→ **Quoted text**
━━━

Professionalism, Presentation, Readability (4pts – 20%)
Is the work usable in a professional environment? Are the grammar, structure, and spelling clear
and professional? Are facts accurately documented and cited?
Guidelines & Specification
This assignment has a one (1) page MAXIMUM. Anything written beyond the first page will not
be read, and you will not receive credit for the Professionalism, Presentation, Readability portion
of the report grade. In the header or footer of your report write-up, include:
•  Your name,
•  SFSU ID#,
•  Assigned lab day and group (1 or 2),
•  Date written, and
•  Lab topic.
The paper is to be written in either Cambria or Times New Roman in either an 11-or 12-point
font size with 1.5x line spacing.
Jo Q. Public, SFSU ID#:123456789
Lab Section:  Tuesday, Group 1
Lab #1: Fruits, Vegetables & Skills
From lecture, I learned the correct way to measure different items. Liquids should be
measured in liquid measuring liquid cup since they are designed so as not to spill when measured
out, and are easy to pour from. Dry ingredient measuring cups are designed to be filled
completely and then leveled off. If I filled a dry measuring cup with liquid, it would be filled to
the brim and is likely to be spilled.  When measuring dry ingredients such as flour and white
sugar, the dry measure should be over-filled then leveled off at the top to get an accurate amount.

━━━

→ **Problem details**
Pick up the lab report guidelines and sample write-up after the final sentence shown, the one ending "to get an accurate amount."

━━━

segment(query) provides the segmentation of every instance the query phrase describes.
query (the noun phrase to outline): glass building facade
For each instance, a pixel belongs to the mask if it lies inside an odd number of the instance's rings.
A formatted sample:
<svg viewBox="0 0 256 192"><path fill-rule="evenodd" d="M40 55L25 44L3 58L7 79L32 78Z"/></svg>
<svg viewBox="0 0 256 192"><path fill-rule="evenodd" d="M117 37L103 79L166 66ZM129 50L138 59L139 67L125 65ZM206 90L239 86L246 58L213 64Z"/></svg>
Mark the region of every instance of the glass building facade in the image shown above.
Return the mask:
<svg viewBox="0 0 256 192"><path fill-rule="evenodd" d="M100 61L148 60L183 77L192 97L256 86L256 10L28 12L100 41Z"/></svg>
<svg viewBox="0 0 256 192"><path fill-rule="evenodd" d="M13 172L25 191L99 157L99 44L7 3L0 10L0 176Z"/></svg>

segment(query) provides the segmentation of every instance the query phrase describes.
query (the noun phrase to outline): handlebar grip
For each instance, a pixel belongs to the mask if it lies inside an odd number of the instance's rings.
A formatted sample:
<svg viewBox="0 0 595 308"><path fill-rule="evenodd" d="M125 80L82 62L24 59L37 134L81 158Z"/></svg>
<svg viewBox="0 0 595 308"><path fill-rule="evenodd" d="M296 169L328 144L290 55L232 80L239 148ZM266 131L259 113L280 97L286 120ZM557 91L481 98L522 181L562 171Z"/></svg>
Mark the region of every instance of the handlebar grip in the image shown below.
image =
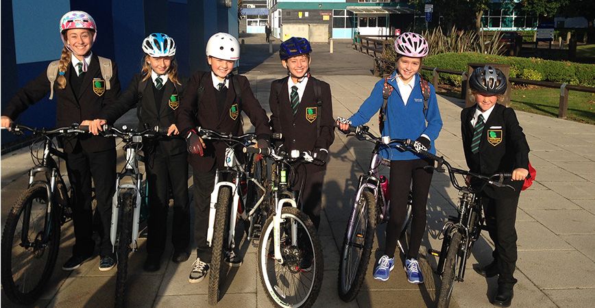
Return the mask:
<svg viewBox="0 0 595 308"><path fill-rule="evenodd" d="M283 134L282 133L273 133L273 135L271 136L271 139L274 140L280 140L283 139Z"/></svg>
<svg viewBox="0 0 595 308"><path fill-rule="evenodd" d="M169 127L164 127L160 126L155 127L155 132L157 133L167 133L167 131L169 130Z"/></svg>
<svg viewBox="0 0 595 308"><path fill-rule="evenodd" d="M249 154L263 154L264 155L271 155L271 148L255 148L253 146L244 147L243 152Z"/></svg>

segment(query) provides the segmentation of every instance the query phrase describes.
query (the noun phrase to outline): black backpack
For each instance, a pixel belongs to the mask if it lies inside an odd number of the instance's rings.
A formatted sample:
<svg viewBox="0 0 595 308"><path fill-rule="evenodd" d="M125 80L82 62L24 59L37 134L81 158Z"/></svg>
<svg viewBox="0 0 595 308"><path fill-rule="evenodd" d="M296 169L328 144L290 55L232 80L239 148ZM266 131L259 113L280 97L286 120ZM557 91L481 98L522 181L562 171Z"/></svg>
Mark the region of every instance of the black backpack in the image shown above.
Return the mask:
<svg viewBox="0 0 595 308"><path fill-rule="evenodd" d="M316 117L316 137L318 138L320 136L320 121L321 120L321 118L322 118L322 99L321 99L321 95L322 94L322 87L320 86L319 80L312 77L311 76L308 76L308 78L313 82L314 97L316 98L316 106L318 107L318 116ZM283 86L283 83L280 82L280 80L282 79L279 79L277 81L273 82L273 90L277 94L277 97L279 97L279 95L281 94ZM280 103L278 99L277 103Z"/></svg>

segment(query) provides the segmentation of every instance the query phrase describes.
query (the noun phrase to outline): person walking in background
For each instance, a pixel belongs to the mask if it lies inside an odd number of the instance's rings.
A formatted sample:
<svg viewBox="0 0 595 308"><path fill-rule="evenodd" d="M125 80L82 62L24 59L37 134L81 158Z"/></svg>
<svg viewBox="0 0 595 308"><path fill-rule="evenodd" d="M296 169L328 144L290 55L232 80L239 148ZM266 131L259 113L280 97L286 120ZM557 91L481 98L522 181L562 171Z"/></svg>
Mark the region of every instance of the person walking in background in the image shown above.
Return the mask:
<svg viewBox="0 0 595 308"><path fill-rule="evenodd" d="M269 42L269 38L271 37L271 26L269 25L269 23L267 23L267 25L265 26L265 36L266 36L267 42Z"/></svg>

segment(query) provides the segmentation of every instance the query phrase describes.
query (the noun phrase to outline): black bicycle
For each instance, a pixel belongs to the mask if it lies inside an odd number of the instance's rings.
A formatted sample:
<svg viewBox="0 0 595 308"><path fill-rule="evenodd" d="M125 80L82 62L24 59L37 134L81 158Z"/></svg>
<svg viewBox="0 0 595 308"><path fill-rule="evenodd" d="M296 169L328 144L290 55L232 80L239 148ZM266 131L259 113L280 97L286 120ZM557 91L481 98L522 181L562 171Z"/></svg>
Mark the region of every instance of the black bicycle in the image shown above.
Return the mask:
<svg viewBox="0 0 595 308"><path fill-rule="evenodd" d="M486 185L496 187L507 187L514 190L509 185L504 183L504 180L511 177L510 173L497 173L490 176L482 175L465 170L453 168L443 157L439 157L428 153L423 155L437 162L437 170L444 171L441 166L445 166L448 172L450 183L459 190L459 203L457 216L449 216L442 228L444 237L439 251L430 249L430 253L438 257L438 266L436 272L442 278L442 283L437 296L437 307L447 307L450 302L454 281L463 282L467 259L470 257L473 244L481 233L486 229L484 218L481 214L481 202L479 198L481 192ZM481 181L478 187L461 185L457 180L456 175L469 175Z"/></svg>
<svg viewBox="0 0 595 308"><path fill-rule="evenodd" d="M39 298L51 277L60 249L60 228L72 217L72 190L66 188L59 161L56 162L66 155L56 149L52 139L84 133L88 127L73 125L46 130L13 125L10 131L17 134L30 131L38 136L29 146L35 166L29 170L29 185L8 213L1 243L4 293L14 303L29 305Z"/></svg>
<svg viewBox="0 0 595 308"><path fill-rule="evenodd" d="M350 127L359 140L374 144L367 172L360 176L354 198L351 216L348 221L343 240L339 265L339 296L345 302L357 296L365 277L369 262L374 233L380 224L388 222L390 212L389 196L380 189L382 178L378 172L380 166L390 168L390 161L382 158L380 151L396 148L401 151L419 153L421 144L409 139L391 139L378 137L367 126ZM401 253L404 254L407 226L411 220L411 193L407 202L406 221L397 242Z"/></svg>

━━━

→ **Result**
In addition, it is important to make sure dry ingredients are properly compacted or aerated before
being placed in measuring cups.
I also learned that there only three knives are needed to accomplish most cutting tasks in
a kitchen: the paring, chef’s, and serrated knives. The paring knife is used to makes small,
precise cuts, and is easier to control with one hand than a larger knife. A serrated knife is used to
cut items that have a tough exterior but soft interior. The serrations on the knife make piercing
the exterior easy, thus the interior does not get squished while cutting. A chef’s knife or an allpurpose knife (these are also kept in the cupboards) is a knife that we use for most other cutting.
We should always use sharp knives, since when used carefully, they are safer and more effective
than dull knives.
During lab, I learned which color pigments were the most and least stable in vegetables.
Carotenoids (carrots) and anthoxanthins (cauliflower) pigments exhibited very little color change
when exposed to acids and alkalis.  Since there was little color change with these vegetables,
they are considered color- stable vegetables. Their stability lends them well to pre-cooking and
holding for longer services. Chlorophyll (broccoli) and anthocyanin (red cabbage) pigments
exhibited the most drastic color changes when exposed to acids and alkalis. These were unstable
pigments, and the vegetables would not be good for pre-cooking or holding on hot buffet lines.
From the broccoli experiment I learned that boiling broccoli breaks down its nutritional
value and the best way to eat broccoli is either raw or blanching them. Blanching is the cooking
process where you boil broccoli for a short period, and is then shocked in cold water to stop the
cooking process. This way the broccoli is keeps its nutritional value and have a nice green color
to the product.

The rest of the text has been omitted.